Single by R.E.M.

from the album Fables of the Reconstruction
- B-side: "Bandwagon"
- Released: June 1985
- Recorded: 1985
- Studio: Livingston (London)
- Genre: Alternative rock; funk rock; jangle pop; blue-eyed soul;
- Length: 3:39
- Label: IRS
- Songwriters: Bill Berry; Peter Buck; Mike Mills; Michael Stipe;
- Producer: Joe Boyd

R.E.M. singles chronology
| "(Don't Go Back To) Rockville" (1984) | "Cant Get There from Here" (1985) | "Driver 8" (1985) |

Music video
- "Cant Get There from Here" on YouTube

= Cant Get There from Here =

1985 single by R.E.M.

"Cant Get There from Here", or "Can't Get There from Here", is the first single released by R.E.M. from its third studio album Fables of the Reconstruction in 1985. The song peaked at number 10 on the Billboard Bubbling Under Hot 100 Singles, equaling to a position of approximately 110 on the main Billboard Hot 100 chart. It also peaked at number 91 on the Canadian Singles Chart. It was re-released on the 2006 compilation disc And I Feel Fine... The Best of the I.R.S. Years 1982–1987.

It was the first R.E.M. song to feature a horn section. Matthew Perpetua's 2010 retrospective of R.E.M.'s work called it "oddball...approximated southern funk via Peter Buck's chiming Rickenbacker chords".

The song mentions the small town of Philomath, Georgia.

==Reception==
Cash Box said that "a fully rocking chorus and a typically steady and murky verse give this cut superior pop character as well as giving mainstream listeners a taste of what college radio has known about for years."

==Music video==
In another first for R.E.M., who had opposed including the lyrics with their albums, many of the words of "Cant Get There from Here" appeared in the video for the song.

The video features band members frolicking in hay fields, throwing popcorn at each other at a drive-in movie, and big insects. "We used the new-to-us 'blue screen' process," Buck explained to MTV UK in 2001, during An Hour with R.E.M. "So we have dinosaurs and monsters in the background. It's probably the most humorous video we've ever done. For a band that's kind of noted for not having a sense of humor, I kind of enjoy that aspect of it."

::::

## STATED GOAL A
According to the song article, which small town in Georgia does the song mention?
The listing after the song article is unrelated to it.

## Labeled point records
::::

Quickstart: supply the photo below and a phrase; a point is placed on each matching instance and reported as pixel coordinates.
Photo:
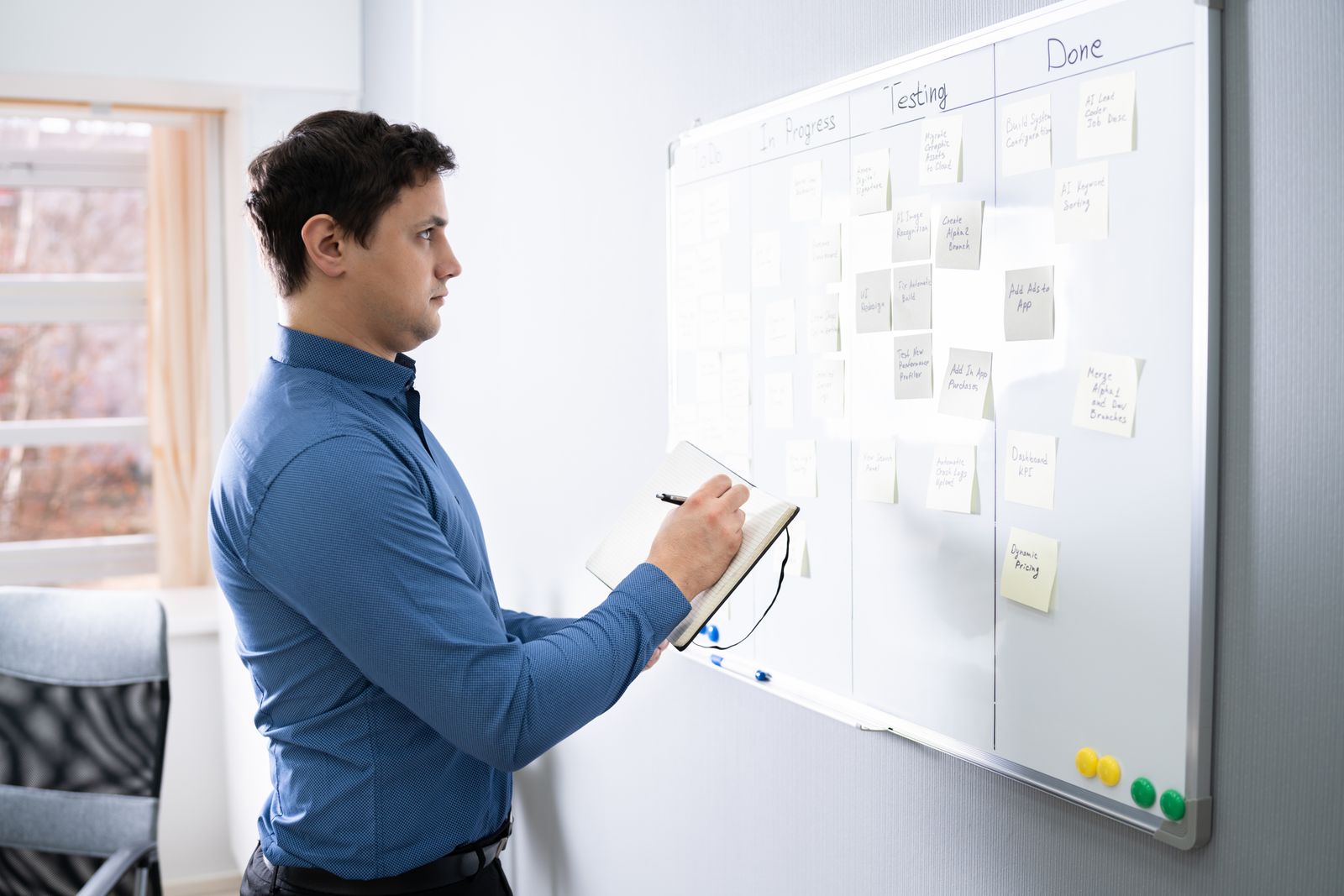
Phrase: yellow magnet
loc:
(1109, 770)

::::

## STATED GOAL B
Transcribe the whole listing of labeled points above line for line, leaving out the pictures.

## WRITTEN RESPONSE A
Philomath, Georgia.

## WRITTEN RESPONSE B
Quickstart: supply the photo below and a phrase; a point is placed on each matching instance and reported as pixel coordinates.
Photo:
Phrase: yellow magnet
loc:
(1109, 770)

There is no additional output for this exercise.